[Referring expression data]
»»

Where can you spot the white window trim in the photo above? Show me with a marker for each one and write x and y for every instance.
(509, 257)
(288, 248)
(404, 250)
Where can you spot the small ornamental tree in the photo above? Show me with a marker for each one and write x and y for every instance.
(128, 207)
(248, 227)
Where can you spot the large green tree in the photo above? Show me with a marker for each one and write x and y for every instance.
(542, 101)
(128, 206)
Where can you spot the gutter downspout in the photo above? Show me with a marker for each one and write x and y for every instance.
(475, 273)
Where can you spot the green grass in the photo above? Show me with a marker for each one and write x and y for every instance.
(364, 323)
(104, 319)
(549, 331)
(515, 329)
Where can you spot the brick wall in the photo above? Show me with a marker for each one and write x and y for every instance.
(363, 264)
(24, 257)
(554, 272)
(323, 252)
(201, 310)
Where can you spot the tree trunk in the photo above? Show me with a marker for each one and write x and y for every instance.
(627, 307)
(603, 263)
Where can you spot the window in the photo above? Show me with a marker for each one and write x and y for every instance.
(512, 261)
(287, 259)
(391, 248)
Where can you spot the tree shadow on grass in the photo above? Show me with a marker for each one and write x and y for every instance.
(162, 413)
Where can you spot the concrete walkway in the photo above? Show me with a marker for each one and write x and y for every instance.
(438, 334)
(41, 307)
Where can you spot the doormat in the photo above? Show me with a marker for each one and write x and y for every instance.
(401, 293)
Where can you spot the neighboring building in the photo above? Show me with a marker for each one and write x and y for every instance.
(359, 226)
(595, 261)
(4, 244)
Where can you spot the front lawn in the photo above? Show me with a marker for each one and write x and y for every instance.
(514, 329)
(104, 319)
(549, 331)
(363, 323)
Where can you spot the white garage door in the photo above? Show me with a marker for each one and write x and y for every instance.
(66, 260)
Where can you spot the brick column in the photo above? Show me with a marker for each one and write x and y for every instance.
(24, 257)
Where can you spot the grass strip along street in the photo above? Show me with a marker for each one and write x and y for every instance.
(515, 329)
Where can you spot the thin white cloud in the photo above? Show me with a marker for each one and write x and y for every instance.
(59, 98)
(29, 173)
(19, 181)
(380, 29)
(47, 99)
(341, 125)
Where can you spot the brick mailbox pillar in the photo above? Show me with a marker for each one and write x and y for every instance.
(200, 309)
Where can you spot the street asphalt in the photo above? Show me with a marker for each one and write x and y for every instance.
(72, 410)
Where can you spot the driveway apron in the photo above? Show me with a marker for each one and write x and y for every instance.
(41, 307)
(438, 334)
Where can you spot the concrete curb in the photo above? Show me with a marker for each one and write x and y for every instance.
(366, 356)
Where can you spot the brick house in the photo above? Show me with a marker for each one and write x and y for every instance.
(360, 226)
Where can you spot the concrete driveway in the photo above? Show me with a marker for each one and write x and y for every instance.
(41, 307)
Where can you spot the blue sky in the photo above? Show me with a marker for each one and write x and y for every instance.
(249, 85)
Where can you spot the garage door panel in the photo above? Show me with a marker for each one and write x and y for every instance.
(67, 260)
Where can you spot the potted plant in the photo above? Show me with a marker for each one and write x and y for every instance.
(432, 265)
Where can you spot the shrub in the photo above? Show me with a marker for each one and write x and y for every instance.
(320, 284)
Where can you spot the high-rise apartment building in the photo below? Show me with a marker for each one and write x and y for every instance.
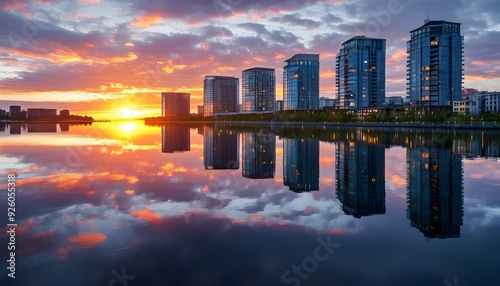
(258, 90)
(360, 78)
(301, 82)
(220, 95)
(435, 64)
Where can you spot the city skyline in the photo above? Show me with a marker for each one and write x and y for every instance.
(97, 54)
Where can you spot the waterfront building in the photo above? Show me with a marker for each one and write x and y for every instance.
(279, 105)
(14, 110)
(220, 95)
(435, 64)
(301, 82)
(360, 77)
(258, 89)
(325, 102)
(175, 104)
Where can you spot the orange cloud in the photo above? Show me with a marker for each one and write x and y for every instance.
(398, 57)
(87, 240)
(146, 215)
(145, 21)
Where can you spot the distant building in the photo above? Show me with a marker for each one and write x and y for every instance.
(258, 89)
(301, 82)
(327, 102)
(434, 66)
(360, 78)
(175, 104)
(476, 104)
(220, 95)
(14, 110)
(279, 105)
(38, 113)
(42, 127)
(394, 101)
(492, 102)
(64, 127)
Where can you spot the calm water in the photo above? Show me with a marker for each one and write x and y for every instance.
(128, 204)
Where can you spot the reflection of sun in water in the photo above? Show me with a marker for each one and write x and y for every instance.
(128, 127)
(127, 113)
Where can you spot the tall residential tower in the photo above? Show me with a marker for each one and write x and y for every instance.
(301, 82)
(435, 64)
(259, 90)
(220, 95)
(360, 76)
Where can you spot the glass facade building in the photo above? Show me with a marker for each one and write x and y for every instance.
(301, 82)
(360, 77)
(435, 64)
(175, 104)
(259, 155)
(220, 95)
(258, 89)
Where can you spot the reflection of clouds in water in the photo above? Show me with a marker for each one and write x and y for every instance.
(479, 213)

««

### Work instructions
Since only the text is needed, retype the data above exactly and omit the pictures.

### Output for this task
Where can you spot the white window trim in the photo above? Show me with a marker for each one and write x and y for every instance.
(509, 257)
(288, 248)
(404, 250)
Where can you spot the small ornamental tree in the photo above? Show me with a marker for each one and write x and y for every instance.
(128, 207)
(248, 227)
Where can you spot the large green tree in the photo above? Show me with a marker for each one and write x and y for every instance.
(542, 101)
(128, 206)
Where can you spot the gutter downspout in the photo above? Show me with a marker for each one and write x and y for every instance.
(475, 273)
Where can you spot the green grass in the photo above? Show me with a marker for each one and write x and y for every instance.
(364, 323)
(104, 319)
(549, 331)
(515, 329)
Where can you spot the brick wall in the photo above? Show me with a marker for each one and write x and y for every instance.
(363, 264)
(24, 257)
(554, 272)
(323, 252)
(201, 310)
Where can you spot the tree trunk in the photo above? Show me with a marker for each one and write x and y for every instance.
(627, 307)
(603, 263)
Where can you spot the window in the photo above? Show me with a marker for each one and write x and y for every instance.
(512, 261)
(287, 259)
(391, 248)
Where can you spot the tree shadow on grass in the photo above? Show me with a marker for each one and write x and y for every instance.
(162, 413)
Where can you spot the concrete walkway in the photo above? Show me with a marker for each one and write x and y for every instance.
(438, 334)
(41, 307)
Where can you spot the doormat in the photo above? Show me with a marker for each one and write x and y for every instance.
(401, 293)
Where can you spot the neighboring building in the photo above? Show me with a marker for each one and write x and y for every instance.
(359, 226)
(595, 261)
(4, 244)
Where can you spot the front lawn in the photo above? Show me with a marker for each one and write x and y for every instance.
(514, 329)
(104, 319)
(549, 331)
(363, 323)
Where can you spot the white garage door in the photo above? Show me with a marker for each one and write x and y for every instance.
(66, 260)
Where can you spot the brick column in the photo above? Show me with a marker for each one and write x and y for every instance.
(24, 257)
Where can you spot the grass strip along street in the photo above? Show me with a marker for each one and write x and y for every instance.
(515, 329)
Where can you spot the thin white cloud in the photo above? Show me with a marker for each one and write x and y for every instance.
(59, 98)
(29, 173)
(19, 181)
(380, 29)
(47, 99)
(341, 125)
Where can you spot the brick mailbox pillar in the photo above? Show me with a marker for each one and write x and y for every instance.
(200, 309)
Where can you spot the street asphalt in the photo above? Show me with a marker for each one and write x and y for every instance.
(72, 410)
Where can you spot the driveway apron in the photo above? Show me with a marker for each one and write x and y for every instance.
(41, 307)
(438, 334)
Where can you spot the concrete curb in the photo above? Show me with a marker for each one and write x and y for every instance.
(366, 356)
Where can you spot the brick house in the photo above? Show me with a marker for each one and write x and y for every instance.
(360, 226)
Where can you spot the concrete driveway in the photo above? Show me with a marker for each one and write x and y for every instance.
(41, 307)
Where can you spot the blue sky in the photo above? Show me with a marker for each one and write x and y for every instance.
(249, 85)
Where can you spot the garage door panel in the photo above? Show me with a marker for each one and write x and y for every instance.
(67, 260)
Where can you spot the potted plant in the photo above? Show me with a marker for each one and write x and y for every instance.
(432, 265)
Where can you spot the shrub in the photo above? Show me with a marker for each one and write x and y for every instance.
(320, 284)
Where can you spot the high-rise apartment building in the photo below? Show me with a marker for each one and write x and y for every instance.
(258, 90)
(360, 78)
(301, 82)
(220, 95)
(435, 64)
Where can you spot the city skyline in the photo above? Show me with a marker for each one and write x and y for every instance.
(97, 54)
Where can you spot the waterfront building in the photo above? Show me with a marker for each one and write x and y for every instance.
(279, 105)
(14, 110)
(220, 95)
(435, 64)
(301, 82)
(360, 77)
(258, 89)
(325, 102)
(175, 104)
Where can you spot the orange cloud in the photo above? Show me with a marker for each one and write x and y for every instance.
(398, 57)
(87, 240)
(146, 215)
(145, 21)
Where can you spot the distant building in the photo above? Show me with a marker for each one and write x and y for every instance.
(258, 89)
(301, 82)
(327, 102)
(434, 66)
(360, 78)
(175, 104)
(476, 104)
(220, 95)
(14, 110)
(279, 105)
(38, 113)
(42, 127)
(394, 101)
(492, 102)
(64, 127)
Where can you spot the calm water in the photo above? Show me with a marker for each one and write x and y for every instance.
(128, 204)
Where can you spot the reflection of sun in water in the photo above? Show me with a marker for each one and write x and y for every instance.
(128, 127)
(127, 113)
Where can you spot the tall residential tower in the photo above? Show me with a marker for each one and write x and y for every instance.
(301, 82)
(435, 64)
(259, 90)
(220, 95)
(360, 76)
Where can you spot the glass facade building in the photo above? Show me with a marker for each one and write x and y for every instance.
(301, 82)
(360, 77)
(435, 64)
(175, 104)
(259, 155)
(220, 95)
(258, 89)
Where can you spot the reflection of clouds in water in the photo above? Show me with a marker for each one and write x and y for every instance.
(479, 213)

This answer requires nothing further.